##### PASSAGE FOR REVIEW #####

With the above in mind, here are a couple of permanence delusions that I struggle with: I find myself thinking about an old friend and I think about contacting then, without understanding that they were my friend 60 years ago and that I haven’t had contact with them since! I don’t seem to be able to envision that we are not friends. This view holds for all the friends I have had over the years. Then there is my seeming inability to understand change in aspects of social behaviour. It appears that I keep thinking everyone sees the world in the same way as I do. WHOOPSIE! Now that’s a potent delusion.
I believe that these delusions come out of a way that I, as an autistic, cognitively construct my mental world. My view is based on what we would call an egocentric view of the world. The weakened ability to view the world from another’s point of view seems to be an issue. This point of view is strong amongst autistic folks. Any feedback on this issue would be most appreciated.

#####

Quote the passage about permanence delusions word for word, starting at the words "With the above" and stopping after "a potent delusion.".

##### RECORDED DATA #####

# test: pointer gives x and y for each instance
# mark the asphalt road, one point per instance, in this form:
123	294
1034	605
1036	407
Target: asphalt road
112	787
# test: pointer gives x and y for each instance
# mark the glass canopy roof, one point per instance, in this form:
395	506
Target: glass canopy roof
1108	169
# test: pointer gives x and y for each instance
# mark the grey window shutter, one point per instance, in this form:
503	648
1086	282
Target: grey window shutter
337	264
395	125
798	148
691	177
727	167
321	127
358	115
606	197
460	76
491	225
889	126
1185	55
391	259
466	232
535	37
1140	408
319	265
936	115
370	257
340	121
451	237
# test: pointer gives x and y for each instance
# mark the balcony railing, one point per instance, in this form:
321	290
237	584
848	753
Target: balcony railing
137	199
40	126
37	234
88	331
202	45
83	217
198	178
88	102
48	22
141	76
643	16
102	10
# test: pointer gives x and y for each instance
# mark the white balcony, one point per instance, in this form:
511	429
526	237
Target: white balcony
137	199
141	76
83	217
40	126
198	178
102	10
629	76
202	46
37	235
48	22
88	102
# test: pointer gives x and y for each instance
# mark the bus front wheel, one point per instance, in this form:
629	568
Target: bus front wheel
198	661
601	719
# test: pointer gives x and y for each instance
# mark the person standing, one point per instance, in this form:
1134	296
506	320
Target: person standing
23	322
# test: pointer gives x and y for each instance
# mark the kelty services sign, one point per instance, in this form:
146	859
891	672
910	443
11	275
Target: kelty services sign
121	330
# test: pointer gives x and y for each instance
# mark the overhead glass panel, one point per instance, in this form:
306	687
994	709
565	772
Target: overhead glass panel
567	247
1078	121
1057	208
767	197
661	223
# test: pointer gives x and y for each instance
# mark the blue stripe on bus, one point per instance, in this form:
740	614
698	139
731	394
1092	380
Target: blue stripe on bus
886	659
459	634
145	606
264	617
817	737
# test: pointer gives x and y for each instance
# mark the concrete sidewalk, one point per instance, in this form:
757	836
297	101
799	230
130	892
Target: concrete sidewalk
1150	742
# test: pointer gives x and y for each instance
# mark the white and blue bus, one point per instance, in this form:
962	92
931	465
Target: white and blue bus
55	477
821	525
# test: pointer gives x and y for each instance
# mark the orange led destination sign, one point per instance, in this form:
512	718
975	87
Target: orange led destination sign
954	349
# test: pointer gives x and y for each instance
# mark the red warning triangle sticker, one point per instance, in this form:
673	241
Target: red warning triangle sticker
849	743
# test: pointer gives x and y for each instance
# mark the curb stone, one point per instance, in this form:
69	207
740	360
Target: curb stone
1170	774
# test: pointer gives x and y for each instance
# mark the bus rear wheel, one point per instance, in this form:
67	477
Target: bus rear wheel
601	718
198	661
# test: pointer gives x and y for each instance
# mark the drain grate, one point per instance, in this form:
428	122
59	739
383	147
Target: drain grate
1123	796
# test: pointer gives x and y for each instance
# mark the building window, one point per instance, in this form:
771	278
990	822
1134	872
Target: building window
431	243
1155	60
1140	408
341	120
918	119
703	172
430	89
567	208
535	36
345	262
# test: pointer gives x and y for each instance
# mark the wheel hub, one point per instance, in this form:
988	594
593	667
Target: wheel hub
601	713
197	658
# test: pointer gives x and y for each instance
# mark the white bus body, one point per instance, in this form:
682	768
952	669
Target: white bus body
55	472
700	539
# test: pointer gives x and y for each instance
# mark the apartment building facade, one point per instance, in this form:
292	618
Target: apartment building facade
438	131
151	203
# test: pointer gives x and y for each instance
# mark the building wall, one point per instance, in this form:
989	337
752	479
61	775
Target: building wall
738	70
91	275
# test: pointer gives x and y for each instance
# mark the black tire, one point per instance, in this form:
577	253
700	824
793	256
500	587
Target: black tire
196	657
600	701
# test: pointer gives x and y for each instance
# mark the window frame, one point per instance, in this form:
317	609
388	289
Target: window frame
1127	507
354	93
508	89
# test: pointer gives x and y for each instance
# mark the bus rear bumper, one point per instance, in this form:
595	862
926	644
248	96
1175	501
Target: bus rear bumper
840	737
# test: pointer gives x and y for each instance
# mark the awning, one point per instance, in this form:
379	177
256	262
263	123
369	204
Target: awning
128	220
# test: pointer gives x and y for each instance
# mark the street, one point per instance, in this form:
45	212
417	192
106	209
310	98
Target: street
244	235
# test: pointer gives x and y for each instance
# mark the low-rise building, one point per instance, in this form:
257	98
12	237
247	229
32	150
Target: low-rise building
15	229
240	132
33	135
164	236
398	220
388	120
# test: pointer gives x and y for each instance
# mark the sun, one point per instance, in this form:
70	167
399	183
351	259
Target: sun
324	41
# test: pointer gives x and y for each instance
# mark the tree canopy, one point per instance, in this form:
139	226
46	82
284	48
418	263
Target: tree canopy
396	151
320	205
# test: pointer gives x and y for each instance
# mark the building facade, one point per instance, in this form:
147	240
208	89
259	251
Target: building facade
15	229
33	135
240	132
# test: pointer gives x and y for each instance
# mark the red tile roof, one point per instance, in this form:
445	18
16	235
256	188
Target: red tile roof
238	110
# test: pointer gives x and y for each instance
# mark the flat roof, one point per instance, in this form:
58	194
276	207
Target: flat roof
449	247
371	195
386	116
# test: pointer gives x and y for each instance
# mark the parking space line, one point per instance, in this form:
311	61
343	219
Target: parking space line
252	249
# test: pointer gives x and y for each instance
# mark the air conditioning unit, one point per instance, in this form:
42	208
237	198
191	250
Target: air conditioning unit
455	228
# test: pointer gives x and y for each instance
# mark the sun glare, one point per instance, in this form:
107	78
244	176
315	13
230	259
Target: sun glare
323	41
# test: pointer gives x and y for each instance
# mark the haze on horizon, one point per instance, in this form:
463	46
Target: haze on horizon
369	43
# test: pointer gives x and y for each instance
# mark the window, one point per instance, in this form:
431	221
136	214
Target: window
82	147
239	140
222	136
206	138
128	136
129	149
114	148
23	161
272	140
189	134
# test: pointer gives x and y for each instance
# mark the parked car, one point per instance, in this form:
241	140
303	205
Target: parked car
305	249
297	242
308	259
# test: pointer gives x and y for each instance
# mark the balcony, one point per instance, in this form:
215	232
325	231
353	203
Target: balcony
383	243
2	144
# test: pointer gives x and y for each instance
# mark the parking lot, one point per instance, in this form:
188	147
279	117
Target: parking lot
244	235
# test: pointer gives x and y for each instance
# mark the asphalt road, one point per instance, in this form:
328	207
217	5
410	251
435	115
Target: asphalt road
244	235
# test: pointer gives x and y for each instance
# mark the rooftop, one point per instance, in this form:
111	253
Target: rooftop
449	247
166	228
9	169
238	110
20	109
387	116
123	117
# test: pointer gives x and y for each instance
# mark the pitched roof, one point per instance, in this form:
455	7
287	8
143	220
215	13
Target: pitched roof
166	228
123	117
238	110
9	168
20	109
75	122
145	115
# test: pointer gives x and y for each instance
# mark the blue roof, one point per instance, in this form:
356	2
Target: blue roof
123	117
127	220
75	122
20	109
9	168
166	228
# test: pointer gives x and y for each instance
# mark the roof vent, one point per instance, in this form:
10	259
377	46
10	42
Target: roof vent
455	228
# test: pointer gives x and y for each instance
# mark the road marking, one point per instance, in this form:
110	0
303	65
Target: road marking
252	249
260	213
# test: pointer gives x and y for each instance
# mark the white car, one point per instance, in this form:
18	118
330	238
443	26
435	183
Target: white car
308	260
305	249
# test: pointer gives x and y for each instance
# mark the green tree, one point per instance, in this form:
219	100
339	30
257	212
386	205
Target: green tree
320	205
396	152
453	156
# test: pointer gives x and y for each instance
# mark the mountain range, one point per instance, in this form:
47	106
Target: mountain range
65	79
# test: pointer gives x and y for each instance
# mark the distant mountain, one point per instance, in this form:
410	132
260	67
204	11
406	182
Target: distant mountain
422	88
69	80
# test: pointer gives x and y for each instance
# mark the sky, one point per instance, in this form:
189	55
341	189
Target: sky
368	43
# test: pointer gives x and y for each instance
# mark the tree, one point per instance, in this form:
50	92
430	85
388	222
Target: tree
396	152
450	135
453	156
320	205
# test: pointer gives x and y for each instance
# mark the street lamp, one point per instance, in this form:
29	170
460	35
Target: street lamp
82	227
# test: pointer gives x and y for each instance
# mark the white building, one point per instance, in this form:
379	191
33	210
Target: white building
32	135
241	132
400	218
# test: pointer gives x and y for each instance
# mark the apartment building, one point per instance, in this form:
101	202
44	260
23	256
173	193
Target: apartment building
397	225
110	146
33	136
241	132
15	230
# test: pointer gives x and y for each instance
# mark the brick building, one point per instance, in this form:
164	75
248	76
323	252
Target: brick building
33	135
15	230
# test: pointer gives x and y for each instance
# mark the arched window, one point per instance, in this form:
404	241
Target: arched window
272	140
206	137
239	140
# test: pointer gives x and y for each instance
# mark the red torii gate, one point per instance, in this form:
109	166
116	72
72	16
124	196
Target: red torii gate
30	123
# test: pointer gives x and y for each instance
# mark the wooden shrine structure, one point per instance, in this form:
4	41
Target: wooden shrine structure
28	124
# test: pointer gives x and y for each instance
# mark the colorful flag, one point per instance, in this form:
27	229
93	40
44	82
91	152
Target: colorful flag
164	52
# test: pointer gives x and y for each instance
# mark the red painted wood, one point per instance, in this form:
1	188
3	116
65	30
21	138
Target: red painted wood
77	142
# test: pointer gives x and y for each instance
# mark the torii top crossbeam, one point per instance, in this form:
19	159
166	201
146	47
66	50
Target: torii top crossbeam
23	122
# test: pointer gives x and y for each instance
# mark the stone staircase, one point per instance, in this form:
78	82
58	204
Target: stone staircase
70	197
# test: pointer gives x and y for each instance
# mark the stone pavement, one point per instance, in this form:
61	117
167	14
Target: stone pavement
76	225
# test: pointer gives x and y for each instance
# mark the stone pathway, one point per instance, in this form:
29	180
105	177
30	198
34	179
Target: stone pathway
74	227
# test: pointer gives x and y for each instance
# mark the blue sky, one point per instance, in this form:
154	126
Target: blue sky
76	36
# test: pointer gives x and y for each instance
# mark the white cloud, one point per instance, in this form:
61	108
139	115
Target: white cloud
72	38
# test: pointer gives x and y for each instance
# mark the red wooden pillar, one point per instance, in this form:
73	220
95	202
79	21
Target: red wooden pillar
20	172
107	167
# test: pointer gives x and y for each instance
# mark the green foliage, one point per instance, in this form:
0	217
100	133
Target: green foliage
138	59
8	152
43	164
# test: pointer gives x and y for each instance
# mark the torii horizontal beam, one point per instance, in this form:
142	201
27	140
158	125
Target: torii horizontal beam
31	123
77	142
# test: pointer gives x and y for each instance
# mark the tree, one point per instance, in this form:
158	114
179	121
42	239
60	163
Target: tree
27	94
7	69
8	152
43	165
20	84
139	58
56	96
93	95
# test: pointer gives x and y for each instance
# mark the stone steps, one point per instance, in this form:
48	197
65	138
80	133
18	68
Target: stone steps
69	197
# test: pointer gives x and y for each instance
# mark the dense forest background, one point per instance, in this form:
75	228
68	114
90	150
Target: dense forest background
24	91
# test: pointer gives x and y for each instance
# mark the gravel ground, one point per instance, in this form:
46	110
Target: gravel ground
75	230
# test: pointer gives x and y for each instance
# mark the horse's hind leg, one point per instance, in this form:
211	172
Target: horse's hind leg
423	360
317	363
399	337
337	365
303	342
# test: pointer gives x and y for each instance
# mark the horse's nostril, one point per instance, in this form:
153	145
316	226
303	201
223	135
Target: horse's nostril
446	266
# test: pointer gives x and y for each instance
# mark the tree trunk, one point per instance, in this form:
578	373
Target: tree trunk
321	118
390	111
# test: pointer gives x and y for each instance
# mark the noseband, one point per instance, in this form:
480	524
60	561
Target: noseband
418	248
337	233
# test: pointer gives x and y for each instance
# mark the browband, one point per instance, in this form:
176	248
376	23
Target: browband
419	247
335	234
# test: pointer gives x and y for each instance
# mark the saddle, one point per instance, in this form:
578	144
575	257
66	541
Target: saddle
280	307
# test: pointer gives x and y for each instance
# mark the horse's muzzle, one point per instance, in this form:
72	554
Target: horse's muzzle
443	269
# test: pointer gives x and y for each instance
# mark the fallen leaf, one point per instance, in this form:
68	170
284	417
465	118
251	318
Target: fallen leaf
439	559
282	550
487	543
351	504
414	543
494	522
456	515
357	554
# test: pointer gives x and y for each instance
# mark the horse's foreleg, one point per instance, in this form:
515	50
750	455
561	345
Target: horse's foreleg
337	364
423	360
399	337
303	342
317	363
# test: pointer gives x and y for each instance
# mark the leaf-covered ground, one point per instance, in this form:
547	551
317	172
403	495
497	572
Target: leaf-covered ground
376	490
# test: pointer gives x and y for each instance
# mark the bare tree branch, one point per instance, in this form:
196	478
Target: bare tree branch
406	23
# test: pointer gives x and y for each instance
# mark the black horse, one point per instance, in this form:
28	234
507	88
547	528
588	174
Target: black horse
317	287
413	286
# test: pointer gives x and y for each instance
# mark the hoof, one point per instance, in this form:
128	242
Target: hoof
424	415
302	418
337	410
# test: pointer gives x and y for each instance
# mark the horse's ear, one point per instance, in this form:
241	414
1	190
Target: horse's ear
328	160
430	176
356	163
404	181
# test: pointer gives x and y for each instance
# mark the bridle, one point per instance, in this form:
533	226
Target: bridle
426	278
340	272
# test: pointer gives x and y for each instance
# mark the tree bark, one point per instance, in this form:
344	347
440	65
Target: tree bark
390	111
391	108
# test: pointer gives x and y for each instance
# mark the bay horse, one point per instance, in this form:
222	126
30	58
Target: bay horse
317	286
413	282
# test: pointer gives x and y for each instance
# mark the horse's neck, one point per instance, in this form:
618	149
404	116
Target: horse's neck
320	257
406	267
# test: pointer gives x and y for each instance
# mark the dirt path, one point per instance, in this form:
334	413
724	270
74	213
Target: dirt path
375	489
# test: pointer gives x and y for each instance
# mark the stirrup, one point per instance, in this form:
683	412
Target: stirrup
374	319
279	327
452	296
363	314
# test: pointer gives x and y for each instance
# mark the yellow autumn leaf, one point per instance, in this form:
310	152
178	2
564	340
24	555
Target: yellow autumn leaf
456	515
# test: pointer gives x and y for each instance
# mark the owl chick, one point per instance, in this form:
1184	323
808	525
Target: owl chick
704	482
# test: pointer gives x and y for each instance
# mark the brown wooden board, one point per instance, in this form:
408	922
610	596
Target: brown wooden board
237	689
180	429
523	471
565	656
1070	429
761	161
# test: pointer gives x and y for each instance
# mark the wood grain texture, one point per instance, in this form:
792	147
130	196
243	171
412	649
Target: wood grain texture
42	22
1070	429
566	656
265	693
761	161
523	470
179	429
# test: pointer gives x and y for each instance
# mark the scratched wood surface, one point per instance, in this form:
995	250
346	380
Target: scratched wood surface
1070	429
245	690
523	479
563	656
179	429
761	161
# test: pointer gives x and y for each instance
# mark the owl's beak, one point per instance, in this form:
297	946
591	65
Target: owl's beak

#####

* [OUTPUT FOR THIS EXERCISE]
With the above in mind, here are a couple of permanence delusions that I struggle with: I find myself thinking about an old friend and I think about contacting then, without understanding that they were my friend 60 years ago and that I haven’t had contact with them since! I don’t seem to be able to envision that we are not friends. This view holds for all the friends I have had over the years. Then there is my seeming inability to understand change in aspects of social behaviour. It appears that I keep thinking everyone sees the world in the same way as I do. WHOOPSIE! Now that’s a potent delusion.